◆ **Task objective**
Change "Detect" to "Locate" in the records from their start through the line that contains "xmin=0 ymin=605 xmax=1200 ymax=675", inclusive. Reproduce only those lines and leave everything else unchanged.

◆ **Data rows**
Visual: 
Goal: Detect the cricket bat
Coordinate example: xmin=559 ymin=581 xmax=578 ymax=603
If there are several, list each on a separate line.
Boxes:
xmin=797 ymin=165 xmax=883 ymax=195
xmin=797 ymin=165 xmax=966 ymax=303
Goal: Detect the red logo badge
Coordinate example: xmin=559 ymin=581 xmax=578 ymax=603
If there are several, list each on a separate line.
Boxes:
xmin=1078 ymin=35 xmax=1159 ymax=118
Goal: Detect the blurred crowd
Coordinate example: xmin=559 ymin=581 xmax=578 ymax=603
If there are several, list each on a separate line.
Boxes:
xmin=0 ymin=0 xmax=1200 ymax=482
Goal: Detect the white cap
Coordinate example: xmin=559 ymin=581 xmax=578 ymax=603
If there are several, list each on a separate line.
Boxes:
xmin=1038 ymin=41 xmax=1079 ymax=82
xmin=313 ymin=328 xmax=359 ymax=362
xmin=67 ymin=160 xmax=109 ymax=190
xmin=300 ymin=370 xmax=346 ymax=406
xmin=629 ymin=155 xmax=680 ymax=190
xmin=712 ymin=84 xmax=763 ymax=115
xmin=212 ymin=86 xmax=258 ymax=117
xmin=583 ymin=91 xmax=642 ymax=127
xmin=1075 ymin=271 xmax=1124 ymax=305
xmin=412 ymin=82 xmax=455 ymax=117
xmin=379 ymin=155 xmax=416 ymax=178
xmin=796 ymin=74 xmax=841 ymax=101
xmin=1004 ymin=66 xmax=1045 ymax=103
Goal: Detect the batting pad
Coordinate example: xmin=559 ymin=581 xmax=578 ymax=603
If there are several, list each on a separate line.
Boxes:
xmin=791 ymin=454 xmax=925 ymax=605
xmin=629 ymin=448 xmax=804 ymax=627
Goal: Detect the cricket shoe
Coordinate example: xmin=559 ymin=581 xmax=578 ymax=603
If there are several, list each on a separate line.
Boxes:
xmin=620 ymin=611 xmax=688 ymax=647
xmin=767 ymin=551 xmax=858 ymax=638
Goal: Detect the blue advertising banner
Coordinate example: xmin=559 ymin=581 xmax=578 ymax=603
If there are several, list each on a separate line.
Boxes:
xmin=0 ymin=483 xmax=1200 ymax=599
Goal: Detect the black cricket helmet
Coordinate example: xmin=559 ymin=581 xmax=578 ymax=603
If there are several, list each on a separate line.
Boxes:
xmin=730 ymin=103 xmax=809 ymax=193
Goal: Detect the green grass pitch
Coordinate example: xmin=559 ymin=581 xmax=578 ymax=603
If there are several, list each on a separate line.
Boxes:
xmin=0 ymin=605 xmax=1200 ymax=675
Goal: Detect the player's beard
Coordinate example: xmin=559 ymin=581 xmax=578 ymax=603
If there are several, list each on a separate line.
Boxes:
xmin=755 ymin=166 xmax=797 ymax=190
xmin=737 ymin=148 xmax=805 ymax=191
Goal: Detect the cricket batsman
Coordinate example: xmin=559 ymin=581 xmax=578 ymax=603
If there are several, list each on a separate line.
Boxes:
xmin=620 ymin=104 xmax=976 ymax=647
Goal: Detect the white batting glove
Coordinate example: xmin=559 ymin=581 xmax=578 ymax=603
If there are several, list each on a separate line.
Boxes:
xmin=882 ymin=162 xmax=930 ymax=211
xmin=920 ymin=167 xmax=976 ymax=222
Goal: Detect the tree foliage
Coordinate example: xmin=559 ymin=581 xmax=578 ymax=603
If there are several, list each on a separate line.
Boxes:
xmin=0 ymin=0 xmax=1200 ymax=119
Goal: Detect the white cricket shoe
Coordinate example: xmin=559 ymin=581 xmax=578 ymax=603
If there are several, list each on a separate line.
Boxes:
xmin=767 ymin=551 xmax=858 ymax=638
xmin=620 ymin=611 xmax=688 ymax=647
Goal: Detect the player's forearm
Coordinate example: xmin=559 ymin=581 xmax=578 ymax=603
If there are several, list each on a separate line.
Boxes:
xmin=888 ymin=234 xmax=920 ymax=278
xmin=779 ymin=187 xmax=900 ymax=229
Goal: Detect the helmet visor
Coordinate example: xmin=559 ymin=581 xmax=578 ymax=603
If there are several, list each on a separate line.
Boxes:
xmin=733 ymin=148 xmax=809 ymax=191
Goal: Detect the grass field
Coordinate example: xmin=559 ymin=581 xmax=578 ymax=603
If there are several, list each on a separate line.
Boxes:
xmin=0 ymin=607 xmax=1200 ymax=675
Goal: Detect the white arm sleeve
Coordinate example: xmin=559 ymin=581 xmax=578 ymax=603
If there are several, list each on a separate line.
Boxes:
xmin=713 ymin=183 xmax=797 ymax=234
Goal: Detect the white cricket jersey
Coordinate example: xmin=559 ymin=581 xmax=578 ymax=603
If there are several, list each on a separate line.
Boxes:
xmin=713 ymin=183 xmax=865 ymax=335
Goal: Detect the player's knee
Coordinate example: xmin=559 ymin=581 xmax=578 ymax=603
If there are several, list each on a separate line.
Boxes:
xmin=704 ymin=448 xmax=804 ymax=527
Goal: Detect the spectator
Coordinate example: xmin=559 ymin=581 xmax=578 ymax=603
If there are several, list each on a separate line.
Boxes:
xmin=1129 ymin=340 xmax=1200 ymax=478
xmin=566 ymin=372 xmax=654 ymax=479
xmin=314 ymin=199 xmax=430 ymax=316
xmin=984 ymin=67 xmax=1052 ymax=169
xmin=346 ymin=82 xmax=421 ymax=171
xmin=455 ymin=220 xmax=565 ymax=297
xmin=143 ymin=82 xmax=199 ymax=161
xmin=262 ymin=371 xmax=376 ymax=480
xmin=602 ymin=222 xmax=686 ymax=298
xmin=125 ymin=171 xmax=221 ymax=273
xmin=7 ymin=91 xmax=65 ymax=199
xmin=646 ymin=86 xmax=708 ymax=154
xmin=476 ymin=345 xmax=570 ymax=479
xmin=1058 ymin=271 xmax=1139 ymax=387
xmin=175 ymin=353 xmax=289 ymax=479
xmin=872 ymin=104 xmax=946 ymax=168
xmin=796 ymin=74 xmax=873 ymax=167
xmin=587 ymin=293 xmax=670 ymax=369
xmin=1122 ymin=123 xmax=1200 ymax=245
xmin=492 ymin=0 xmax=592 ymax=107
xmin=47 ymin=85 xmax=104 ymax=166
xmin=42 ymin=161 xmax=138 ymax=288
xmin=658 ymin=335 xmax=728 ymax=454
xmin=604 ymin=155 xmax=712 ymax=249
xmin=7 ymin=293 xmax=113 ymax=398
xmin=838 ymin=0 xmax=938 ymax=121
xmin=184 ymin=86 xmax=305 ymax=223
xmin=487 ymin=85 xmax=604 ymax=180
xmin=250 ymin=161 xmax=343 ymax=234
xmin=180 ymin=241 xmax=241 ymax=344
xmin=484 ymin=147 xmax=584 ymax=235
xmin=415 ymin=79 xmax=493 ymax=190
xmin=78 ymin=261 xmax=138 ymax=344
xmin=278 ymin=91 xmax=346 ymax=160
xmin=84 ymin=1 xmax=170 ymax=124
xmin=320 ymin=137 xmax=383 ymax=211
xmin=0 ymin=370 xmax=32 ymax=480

◆ **Exercise output**
Visual: 
Goal: Locate the cricket bat
Coordinate example: xmin=559 ymin=581 xmax=578 ymax=603
If there are several, list each on a separate line.
Boxes:
xmin=797 ymin=165 xmax=883 ymax=195
xmin=797 ymin=165 xmax=966 ymax=303
Goal: Locate the red logo badge
Coordinate example: xmin=559 ymin=581 xmax=578 ymax=603
If there are several, list each on a separate line.
Boxes:
xmin=1078 ymin=35 xmax=1159 ymax=118
Goal: Locate the blurred crowd
Coordinate example: xmin=559 ymin=581 xmax=578 ymax=603
If there are several, list each on a separate line.
Boxes:
xmin=0 ymin=0 xmax=1200 ymax=482
Goal: Locate the white cap
Coordinate example: xmin=559 ymin=581 xmax=578 ymax=603
If there are several, list each on a separate line.
Boxes:
xmin=1038 ymin=41 xmax=1079 ymax=82
xmin=313 ymin=328 xmax=359 ymax=362
xmin=67 ymin=160 xmax=109 ymax=190
xmin=300 ymin=370 xmax=346 ymax=406
xmin=629 ymin=155 xmax=680 ymax=190
xmin=712 ymin=84 xmax=763 ymax=115
xmin=212 ymin=86 xmax=258 ymax=117
xmin=583 ymin=91 xmax=642 ymax=127
xmin=1075 ymin=271 xmax=1124 ymax=305
xmin=412 ymin=82 xmax=455 ymax=117
xmin=379 ymin=155 xmax=416 ymax=178
xmin=796 ymin=74 xmax=841 ymax=101
xmin=1004 ymin=66 xmax=1045 ymax=103
Goal: Locate the batting pad
Coordinate example: xmin=559 ymin=581 xmax=578 ymax=603
If there are several, list each on a separate line.
Boxes:
xmin=791 ymin=454 xmax=925 ymax=605
xmin=629 ymin=448 xmax=804 ymax=627
Goal: Locate the cricket shoe
Coordinate example: xmin=559 ymin=581 xmax=578 ymax=603
If there are several, list each on a separate line.
Boxes:
xmin=620 ymin=611 xmax=688 ymax=647
xmin=767 ymin=551 xmax=858 ymax=638
Goal: Locate the blue advertising banner
Coordinate example: xmin=559 ymin=581 xmax=578 ymax=603
If there are several, list each on a separate line.
Boxes:
xmin=0 ymin=483 xmax=1200 ymax=599
Goal: Locate the black cricket helmet
Coordinate example: xmin=559 ymin=581 xmax=578 ymax=603
If there are several, list each on a separate line.
Boxes:
xmin=730 ymin=103 xmax=809 ymax=193
Goal: Locate the green grass pitch
Coordinate example: xmin=559 ymin=581 xmax=578 ymax=603
If there are several, list each on a separate line.
Boxes:
xmin=0 ymin=605 xmax=1200 ymax=675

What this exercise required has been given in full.